_WRITTEN TASK_. Rescale the items from the line containing "line as [36,259]." through the end of the items by rewriting every line, not only the answers, with each answer coordinate multiplied by 0.25 and rounded to the nearest whole number, halves rounding up. Leave every other number, including those in the format samples, unchanged.

_MATERIAL FOR THE TASK_.
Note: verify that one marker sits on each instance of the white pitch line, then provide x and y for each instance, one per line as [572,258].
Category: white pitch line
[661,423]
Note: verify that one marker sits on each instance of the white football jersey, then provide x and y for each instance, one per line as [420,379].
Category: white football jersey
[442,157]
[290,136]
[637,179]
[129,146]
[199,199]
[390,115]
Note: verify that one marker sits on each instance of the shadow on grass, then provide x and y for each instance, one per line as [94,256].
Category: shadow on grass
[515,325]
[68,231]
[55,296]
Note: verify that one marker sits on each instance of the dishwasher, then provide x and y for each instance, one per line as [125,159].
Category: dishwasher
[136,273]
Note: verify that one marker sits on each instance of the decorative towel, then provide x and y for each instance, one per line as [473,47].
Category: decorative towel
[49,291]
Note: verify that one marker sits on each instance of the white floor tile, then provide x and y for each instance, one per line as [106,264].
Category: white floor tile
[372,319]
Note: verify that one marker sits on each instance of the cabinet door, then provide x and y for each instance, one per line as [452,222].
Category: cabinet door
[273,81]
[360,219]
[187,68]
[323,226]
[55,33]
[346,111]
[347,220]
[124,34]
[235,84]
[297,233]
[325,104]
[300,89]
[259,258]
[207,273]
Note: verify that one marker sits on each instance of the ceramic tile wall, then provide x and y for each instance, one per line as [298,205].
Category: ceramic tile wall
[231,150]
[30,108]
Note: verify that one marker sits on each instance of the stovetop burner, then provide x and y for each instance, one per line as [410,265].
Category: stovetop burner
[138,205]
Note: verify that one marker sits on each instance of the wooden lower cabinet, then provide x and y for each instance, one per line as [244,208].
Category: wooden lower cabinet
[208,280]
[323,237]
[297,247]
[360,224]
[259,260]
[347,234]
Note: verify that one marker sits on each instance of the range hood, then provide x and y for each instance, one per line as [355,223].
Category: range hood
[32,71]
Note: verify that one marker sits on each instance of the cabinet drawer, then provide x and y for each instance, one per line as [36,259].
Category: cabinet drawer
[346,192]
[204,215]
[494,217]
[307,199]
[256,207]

_RIGHT ANSWER_.
Note: verify that one marker sits on each instance of the cabinet drawer, then provide x and y for each instance, one per line as [36,259].
Category: cabinet drawer
[87,48]
[51,54]
[124,54]
[77,50]
[64,52]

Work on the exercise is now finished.